** Start **

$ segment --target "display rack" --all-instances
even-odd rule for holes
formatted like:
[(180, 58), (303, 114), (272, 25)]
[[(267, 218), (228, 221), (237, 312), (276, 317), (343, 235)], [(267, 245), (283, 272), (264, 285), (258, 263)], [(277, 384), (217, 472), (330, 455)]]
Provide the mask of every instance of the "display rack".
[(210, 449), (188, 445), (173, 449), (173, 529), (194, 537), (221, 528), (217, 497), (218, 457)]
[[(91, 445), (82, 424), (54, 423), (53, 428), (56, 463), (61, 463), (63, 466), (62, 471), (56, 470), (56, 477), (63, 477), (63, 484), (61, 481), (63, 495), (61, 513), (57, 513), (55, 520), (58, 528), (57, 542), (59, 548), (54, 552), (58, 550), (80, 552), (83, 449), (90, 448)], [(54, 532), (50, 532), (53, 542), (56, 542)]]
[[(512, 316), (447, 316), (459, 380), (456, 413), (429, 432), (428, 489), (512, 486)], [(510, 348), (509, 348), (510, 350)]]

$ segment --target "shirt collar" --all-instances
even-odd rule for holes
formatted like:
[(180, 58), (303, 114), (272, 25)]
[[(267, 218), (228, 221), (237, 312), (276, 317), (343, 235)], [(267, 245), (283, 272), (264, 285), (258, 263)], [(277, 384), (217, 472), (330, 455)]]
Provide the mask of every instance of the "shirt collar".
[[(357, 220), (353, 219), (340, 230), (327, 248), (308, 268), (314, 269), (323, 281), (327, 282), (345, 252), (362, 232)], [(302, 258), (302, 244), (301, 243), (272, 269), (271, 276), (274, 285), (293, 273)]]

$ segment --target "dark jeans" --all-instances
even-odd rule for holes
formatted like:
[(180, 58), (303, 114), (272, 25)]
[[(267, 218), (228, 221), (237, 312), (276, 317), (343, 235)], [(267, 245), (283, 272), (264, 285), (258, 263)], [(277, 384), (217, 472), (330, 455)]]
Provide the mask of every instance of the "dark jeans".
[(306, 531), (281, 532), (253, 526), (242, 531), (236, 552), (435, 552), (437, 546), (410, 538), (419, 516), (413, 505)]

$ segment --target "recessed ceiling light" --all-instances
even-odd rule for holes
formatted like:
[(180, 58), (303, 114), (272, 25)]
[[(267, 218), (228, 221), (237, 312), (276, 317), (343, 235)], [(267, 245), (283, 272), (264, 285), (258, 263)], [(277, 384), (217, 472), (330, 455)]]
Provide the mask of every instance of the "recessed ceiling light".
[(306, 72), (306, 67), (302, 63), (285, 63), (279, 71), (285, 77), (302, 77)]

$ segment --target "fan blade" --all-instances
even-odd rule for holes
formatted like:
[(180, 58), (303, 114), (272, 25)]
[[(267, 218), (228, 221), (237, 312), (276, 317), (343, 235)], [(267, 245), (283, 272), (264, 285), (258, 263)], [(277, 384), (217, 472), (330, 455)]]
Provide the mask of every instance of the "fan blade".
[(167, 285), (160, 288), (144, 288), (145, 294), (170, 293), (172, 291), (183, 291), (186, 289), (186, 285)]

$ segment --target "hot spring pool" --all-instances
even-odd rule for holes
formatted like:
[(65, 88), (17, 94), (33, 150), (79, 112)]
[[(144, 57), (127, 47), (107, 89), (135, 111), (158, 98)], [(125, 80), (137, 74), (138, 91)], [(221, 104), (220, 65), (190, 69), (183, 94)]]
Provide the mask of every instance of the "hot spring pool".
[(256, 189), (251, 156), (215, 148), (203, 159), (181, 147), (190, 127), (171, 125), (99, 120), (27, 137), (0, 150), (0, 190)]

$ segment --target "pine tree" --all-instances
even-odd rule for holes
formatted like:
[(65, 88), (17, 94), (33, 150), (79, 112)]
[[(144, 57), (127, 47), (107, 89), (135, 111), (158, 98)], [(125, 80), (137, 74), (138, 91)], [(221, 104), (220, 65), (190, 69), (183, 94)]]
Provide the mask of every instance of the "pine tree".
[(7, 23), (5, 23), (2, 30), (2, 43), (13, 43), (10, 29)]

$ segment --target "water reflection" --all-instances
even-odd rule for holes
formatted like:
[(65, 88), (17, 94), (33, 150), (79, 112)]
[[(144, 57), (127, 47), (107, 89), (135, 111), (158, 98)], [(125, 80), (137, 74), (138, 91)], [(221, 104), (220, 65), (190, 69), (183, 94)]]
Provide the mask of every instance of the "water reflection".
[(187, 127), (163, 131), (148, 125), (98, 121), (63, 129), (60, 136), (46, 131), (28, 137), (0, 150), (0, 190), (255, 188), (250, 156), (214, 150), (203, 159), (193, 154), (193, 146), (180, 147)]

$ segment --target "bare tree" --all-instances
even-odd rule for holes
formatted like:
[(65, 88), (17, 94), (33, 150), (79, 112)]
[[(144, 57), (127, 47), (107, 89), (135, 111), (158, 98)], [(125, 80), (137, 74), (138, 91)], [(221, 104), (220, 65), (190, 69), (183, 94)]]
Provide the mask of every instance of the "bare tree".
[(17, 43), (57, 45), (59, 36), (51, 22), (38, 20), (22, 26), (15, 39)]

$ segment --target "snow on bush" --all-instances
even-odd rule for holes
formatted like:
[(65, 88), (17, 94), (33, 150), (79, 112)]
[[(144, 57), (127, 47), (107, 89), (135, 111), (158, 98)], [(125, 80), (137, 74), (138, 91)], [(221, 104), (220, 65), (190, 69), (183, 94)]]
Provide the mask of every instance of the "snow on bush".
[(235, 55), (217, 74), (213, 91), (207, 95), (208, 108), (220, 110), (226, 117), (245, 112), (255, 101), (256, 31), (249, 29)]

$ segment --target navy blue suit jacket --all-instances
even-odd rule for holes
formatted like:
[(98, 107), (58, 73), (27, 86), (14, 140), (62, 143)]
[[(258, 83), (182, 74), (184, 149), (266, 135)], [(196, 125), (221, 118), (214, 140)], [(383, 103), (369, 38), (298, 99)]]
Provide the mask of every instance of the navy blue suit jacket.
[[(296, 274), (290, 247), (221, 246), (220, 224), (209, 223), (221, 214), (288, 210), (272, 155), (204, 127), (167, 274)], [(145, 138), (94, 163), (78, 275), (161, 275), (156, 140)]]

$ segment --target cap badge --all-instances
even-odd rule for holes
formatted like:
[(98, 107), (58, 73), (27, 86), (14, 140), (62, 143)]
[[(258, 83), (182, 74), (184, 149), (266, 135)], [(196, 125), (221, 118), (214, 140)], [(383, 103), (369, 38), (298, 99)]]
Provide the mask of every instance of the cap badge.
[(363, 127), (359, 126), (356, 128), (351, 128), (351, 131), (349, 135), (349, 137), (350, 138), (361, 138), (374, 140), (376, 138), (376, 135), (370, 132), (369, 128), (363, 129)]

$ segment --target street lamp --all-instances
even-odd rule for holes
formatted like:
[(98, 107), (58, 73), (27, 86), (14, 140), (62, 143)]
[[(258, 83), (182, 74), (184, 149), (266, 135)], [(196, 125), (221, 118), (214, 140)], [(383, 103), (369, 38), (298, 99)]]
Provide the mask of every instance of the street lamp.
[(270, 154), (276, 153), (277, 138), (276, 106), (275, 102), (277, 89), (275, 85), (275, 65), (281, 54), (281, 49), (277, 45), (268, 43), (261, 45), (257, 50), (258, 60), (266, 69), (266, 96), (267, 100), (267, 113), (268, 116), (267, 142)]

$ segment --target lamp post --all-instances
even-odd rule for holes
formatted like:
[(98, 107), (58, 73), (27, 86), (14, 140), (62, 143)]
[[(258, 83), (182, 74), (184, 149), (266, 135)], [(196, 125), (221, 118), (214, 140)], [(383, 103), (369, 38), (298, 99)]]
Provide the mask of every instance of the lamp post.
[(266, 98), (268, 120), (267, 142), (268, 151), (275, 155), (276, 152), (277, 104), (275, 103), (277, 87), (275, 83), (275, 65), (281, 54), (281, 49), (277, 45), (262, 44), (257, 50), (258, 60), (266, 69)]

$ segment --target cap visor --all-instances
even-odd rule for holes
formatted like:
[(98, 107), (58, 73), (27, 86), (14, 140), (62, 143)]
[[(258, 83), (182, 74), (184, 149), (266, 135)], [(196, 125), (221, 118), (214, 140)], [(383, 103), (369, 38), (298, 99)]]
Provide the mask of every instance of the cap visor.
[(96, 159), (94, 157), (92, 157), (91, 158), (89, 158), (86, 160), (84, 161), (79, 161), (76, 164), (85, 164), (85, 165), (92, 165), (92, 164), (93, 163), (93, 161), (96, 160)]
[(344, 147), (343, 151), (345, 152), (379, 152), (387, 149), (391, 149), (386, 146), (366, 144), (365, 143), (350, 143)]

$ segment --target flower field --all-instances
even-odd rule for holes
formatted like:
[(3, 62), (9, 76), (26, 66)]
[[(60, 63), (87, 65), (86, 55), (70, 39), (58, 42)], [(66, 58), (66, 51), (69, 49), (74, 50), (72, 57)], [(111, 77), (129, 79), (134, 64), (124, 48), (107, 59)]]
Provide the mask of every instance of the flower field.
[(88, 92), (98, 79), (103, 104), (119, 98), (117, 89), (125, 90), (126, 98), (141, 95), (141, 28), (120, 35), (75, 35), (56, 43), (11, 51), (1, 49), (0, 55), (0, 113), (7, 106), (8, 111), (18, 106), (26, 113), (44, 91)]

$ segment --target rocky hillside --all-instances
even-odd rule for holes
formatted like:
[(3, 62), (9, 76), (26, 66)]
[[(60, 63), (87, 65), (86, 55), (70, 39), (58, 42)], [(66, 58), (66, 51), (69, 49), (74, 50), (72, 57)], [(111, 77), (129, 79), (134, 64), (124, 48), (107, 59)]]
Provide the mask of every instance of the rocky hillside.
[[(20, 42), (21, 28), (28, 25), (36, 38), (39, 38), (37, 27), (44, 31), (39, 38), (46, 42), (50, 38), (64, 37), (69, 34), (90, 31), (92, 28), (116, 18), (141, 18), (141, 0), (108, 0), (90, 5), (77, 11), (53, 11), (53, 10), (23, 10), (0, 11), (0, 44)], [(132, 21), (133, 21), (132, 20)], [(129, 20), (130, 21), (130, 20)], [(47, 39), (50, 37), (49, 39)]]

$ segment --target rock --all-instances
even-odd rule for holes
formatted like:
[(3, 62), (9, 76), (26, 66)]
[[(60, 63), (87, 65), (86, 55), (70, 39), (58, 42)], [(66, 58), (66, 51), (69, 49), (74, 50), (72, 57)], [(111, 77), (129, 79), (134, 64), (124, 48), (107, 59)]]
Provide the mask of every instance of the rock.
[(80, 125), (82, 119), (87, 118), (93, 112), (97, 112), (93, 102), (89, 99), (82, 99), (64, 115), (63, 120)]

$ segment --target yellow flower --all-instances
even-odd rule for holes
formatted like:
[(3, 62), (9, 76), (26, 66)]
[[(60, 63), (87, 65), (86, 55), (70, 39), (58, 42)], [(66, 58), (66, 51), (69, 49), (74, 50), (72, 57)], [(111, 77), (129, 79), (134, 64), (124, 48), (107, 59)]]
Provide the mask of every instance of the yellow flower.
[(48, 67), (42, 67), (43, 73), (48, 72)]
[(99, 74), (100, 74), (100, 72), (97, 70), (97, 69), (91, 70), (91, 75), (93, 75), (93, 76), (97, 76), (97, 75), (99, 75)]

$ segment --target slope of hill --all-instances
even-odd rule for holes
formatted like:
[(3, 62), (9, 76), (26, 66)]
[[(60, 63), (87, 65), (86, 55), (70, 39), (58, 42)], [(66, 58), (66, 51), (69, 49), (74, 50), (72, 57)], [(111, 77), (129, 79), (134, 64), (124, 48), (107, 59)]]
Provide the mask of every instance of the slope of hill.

** End **

Every line from the one holding "of hill --all-instances" through the final line of the listing must be echoed exactly; leave out all other lines.

$ segment --target slope of hill --all-instances
even-odd rule for holes
formatted like:
[(3, 62), (9, 76), (26, 66)]
[[(60, 63), (87, 65), (86, 55), (70, 39), (58, 42)], [(66, 58), (66, 51), (69, 49), (74, 50), (72, 57)], [(111, 77), (129, 79), (134, 64), (124, 48), (107, 59)]]
Provide the mask of every instance of the slope of hill.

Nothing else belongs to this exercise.